* _SHORT PROBLEM_
Print every line word for word, from the start of the entries through the line containing "[[372, 57]]", including both the first line and that line.

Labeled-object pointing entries
..............................

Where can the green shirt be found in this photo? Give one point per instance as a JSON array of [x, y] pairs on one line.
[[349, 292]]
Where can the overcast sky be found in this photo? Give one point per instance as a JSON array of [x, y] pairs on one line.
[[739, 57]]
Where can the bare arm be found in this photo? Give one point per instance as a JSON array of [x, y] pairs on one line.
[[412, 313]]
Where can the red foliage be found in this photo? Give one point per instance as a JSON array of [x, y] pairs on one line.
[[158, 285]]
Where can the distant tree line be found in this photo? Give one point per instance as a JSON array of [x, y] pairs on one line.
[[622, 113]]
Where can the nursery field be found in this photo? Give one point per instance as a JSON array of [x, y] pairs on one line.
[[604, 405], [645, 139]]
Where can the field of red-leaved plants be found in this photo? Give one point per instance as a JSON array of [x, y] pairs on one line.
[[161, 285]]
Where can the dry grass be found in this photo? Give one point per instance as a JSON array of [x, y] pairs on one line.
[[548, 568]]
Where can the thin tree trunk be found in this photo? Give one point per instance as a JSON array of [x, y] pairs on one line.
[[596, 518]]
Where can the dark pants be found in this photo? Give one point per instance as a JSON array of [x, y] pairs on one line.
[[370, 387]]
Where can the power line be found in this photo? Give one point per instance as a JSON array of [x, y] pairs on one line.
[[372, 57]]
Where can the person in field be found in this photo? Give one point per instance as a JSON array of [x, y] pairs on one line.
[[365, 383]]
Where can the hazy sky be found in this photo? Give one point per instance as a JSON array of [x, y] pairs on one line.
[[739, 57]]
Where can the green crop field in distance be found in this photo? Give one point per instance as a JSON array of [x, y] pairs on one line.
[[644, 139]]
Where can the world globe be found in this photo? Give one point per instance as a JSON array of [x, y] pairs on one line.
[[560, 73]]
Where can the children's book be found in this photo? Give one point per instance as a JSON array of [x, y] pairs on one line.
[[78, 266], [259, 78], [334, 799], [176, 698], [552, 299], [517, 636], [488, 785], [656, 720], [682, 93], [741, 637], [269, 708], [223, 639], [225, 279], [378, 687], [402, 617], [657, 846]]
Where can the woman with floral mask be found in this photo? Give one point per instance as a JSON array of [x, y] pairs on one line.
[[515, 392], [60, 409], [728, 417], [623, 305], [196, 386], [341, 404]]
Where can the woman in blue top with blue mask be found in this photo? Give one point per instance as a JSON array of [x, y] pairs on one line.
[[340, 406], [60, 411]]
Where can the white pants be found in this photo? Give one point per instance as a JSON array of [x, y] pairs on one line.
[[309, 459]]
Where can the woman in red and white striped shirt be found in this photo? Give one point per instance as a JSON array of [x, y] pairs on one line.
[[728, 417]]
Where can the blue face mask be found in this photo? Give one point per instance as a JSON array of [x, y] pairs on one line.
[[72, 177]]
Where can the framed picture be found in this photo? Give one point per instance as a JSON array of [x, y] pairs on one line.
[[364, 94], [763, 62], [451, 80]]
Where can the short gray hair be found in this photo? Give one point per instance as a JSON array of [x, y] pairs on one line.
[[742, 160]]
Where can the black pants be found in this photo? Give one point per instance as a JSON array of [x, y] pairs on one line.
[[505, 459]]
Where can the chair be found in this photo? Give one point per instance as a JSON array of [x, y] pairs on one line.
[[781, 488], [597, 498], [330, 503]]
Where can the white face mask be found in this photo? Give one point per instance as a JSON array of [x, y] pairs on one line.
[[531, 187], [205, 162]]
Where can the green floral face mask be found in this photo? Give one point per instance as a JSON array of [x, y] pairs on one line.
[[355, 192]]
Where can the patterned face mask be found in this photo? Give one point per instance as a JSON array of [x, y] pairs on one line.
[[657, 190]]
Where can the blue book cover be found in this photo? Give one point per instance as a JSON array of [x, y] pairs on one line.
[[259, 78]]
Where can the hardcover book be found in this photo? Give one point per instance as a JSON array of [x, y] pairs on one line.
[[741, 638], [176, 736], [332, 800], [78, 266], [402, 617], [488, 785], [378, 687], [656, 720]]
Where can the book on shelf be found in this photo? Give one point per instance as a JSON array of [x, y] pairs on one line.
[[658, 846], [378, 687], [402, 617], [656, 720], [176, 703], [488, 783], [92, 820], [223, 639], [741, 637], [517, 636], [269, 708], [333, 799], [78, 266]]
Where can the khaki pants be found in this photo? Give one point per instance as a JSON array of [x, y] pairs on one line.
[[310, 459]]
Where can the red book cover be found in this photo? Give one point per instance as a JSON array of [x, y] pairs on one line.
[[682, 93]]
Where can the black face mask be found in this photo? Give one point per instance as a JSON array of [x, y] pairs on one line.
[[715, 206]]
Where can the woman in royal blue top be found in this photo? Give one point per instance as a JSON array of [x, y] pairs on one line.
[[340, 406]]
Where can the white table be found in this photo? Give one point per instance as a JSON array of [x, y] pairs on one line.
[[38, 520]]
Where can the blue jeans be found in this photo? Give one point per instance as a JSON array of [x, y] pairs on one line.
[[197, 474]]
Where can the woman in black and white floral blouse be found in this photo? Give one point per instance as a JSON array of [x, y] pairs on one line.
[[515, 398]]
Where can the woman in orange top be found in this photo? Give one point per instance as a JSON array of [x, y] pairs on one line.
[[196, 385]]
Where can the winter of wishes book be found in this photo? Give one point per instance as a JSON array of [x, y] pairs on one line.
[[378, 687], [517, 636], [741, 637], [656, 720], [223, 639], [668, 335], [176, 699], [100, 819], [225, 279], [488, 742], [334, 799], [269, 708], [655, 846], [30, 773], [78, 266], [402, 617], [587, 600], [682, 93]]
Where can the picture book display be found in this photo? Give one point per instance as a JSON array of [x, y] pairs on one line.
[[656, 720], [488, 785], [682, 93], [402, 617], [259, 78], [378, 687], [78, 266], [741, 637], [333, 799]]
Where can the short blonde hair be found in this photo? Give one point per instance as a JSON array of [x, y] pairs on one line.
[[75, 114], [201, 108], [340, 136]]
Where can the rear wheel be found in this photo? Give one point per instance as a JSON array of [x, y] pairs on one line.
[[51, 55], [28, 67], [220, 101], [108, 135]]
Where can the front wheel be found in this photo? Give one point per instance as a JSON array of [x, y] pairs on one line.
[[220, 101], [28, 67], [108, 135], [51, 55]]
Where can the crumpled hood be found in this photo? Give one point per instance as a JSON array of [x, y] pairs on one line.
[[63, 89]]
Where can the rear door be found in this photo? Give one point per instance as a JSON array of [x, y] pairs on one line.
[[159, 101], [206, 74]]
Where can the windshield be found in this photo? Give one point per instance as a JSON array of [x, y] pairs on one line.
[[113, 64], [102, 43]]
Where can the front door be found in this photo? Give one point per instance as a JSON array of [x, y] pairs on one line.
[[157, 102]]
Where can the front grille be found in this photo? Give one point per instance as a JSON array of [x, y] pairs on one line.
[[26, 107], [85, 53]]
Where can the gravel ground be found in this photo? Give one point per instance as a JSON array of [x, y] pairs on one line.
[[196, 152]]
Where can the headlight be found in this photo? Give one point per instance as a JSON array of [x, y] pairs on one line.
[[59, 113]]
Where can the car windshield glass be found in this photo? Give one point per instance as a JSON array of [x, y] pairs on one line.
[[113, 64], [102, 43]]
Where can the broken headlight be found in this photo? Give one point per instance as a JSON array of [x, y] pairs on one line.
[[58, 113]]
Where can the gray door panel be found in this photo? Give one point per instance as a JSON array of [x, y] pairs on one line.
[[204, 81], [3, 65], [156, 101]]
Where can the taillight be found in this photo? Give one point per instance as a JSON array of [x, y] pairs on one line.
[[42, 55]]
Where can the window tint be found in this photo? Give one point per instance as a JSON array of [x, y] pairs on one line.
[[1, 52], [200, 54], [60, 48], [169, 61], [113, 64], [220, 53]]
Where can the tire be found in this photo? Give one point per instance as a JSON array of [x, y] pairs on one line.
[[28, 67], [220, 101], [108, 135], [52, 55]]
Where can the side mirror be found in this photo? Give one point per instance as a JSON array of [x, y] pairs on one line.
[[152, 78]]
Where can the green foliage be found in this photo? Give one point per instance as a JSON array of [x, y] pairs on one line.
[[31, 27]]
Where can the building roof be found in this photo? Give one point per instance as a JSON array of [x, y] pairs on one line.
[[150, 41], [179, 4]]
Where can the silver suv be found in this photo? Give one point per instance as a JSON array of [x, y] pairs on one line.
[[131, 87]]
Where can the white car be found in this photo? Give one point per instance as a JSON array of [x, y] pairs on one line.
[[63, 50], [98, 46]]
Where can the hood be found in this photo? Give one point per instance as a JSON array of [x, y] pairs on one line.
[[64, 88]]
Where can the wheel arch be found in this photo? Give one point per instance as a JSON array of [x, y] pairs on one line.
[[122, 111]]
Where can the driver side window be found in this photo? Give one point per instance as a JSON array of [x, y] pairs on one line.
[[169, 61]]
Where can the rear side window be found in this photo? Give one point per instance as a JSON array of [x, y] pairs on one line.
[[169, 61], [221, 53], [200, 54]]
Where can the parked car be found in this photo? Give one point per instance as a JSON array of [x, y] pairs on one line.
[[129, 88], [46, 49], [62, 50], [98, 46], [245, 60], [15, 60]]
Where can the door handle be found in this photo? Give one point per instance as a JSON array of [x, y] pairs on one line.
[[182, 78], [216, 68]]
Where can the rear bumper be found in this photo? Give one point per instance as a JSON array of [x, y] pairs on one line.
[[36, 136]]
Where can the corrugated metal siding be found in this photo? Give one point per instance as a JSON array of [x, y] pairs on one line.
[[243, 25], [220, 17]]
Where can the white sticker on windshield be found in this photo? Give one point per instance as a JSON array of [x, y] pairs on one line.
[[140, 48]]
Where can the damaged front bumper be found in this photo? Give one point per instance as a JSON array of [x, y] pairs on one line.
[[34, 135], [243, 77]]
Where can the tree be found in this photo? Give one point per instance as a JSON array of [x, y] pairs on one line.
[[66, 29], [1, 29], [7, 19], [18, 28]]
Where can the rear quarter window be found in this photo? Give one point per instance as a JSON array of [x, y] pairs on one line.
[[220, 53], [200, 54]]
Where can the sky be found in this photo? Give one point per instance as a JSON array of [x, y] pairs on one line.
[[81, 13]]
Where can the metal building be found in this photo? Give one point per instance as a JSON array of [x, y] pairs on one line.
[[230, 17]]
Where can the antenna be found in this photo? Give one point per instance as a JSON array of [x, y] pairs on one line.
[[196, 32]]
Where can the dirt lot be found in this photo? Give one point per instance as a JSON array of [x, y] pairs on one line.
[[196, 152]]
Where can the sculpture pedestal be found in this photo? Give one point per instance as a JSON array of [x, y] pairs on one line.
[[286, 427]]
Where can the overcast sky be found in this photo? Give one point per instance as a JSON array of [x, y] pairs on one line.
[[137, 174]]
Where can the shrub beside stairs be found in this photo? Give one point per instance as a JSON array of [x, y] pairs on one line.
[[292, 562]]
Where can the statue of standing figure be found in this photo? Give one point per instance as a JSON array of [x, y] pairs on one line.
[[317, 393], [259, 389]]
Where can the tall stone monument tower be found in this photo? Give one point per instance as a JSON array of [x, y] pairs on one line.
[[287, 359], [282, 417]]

..............................

* _TASK ANSWER_
Where can the green shirt be found in this photo? Give one point per instance as a JSON array of [x, y] pairs on one line.
[[349, 292]]
Where can the overcast sky be found in this photo? Give one point per instance as a JSON array of [x, y] pairs on one line.
[[739, 57]]
Where can the bare arm be found in this photo? Give one point per instance as a JSON array of [x, y] pairs on one line.
[[412, 313]]
Where can the red foliage be found in this photo? Give one point per instance as a JSON array of [x, y] pairs on one line.
[[158, 285]]
Where can the distant tree line be found in this photo? Give one point per instance as a JSON array of [x, y] pairs on one line.
[[622, 113]]
Where can the nursery field be found in this photo? Give one point per instance as a JSON array of [x, y] pairs on one line.
[[604, 405], [645, 139]]
Where can the field of red-leaved plants be found in this photo? Give one point per instance as a JSON array of [x, y] pairs on one line.
[[161, 285]]
Where can the dry grass be found in this photo? Give one point per instance as a JSON array of [x, y] pairs on one line.
[[548, 568]]
Where can the thin tree trunk be found in this photo? Give one point per instance as a JSON array of [x, y] pairs on one line.
[[596, 518]]
Where can the dark pants be found in this photo? Give one point per instance as a JSON array of [x, y] pairs on one line.
[[370, 387]]
Where can the power line be found in this photo? Give one point per instance as a JSON array of [x, y] pairs on one line.
[[372, 57]]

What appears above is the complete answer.